» ISTRUZIONI:
**a.** Nell'estratto su Jennifer Walters, chi ha donato il sangue della trasfusione che ha dato alla giovane la sua nuova natura?
**b.** Ricopia senza modifiche il passo dell'estratto su Jennifer Walters che comincia con "Con il tempo" e termina con "un solo numero.".

» ESTRATTO DEL DOCUMENTO:
......

Con il tempo la giovane ha imparato a gestire la sua nuova natura, acquisita dopo una trasfusione di sangue da parte del cugino Bruce Banner, e ha deciso di rimanere volontariamente bloccata in questa versione di sé così appariscente. Tanto aliena a quello che la circonda quanto sicura di se stessa e finalmente libera di essere ciò che più si sente. La vicinanza di Stan Lee a certi ideali progressisti è ben nota e non ci sarebbe da meravigliarsi di nulla se la sua visione del mondo avesse finito per influenzare anche l’ultima delle sue creazioni, di cui scrisse un solo numero.

E qui veniamo al punto: entrambe quelle riportate sono due interpretazioni che funzionano e trovano abbondanti riscontri, dimostrando come all’epoca Jennifer Walters fosse ancora un veicolo per una nostra idea più che un personaggio completamente finito e indipendente. Ancora oggi c’è ancora chi ci vede del sessismo a ogni costo e chi esattamente l’opposto. La serie durò infatti solo un anno, dopodiché l’eroina finì per vagare nell’orbita di altre superstar del comicdom statunitense, prima con i Fantastici Quattro e poi con i Vendicatori.

......

» CONTENUTO DEL DATASET:
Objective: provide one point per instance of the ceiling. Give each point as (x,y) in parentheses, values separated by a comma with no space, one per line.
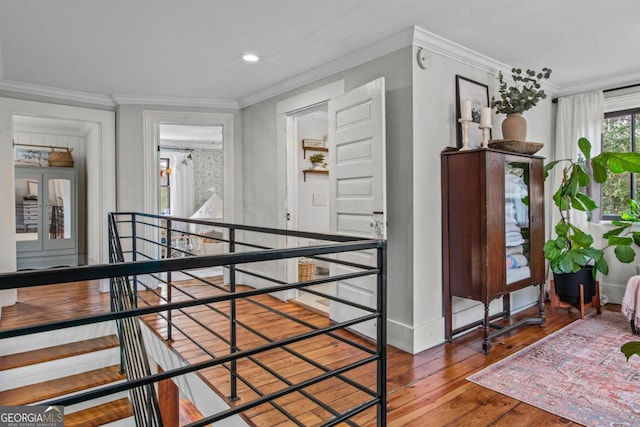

......

» RISPOSTE FORNITE:
**a.** Il cugino Bruce Banner.

**b.**
Con il tempo la giovane ha imparato a gestire la sua nuova natura, acquisita dopo una trasfusione di sangue da parte del cugino Bruce Banner, e ha deciso di rimanere volontariamente bloccata in questa versione di sé così appariscente. Tanto aliena a quello che la circonda quanto sicura di se stessa e finalmente libera di essere ciò che più si sente. La vicinanza di Stan Lee a certi ideali progressisti è ben nota e non ci sarebbe da meravigliarsi di nulla se la sua visione del mondo avesse finito per influenzare anche l’ultima delle sue creazioni, di cui scrisse un solo numero.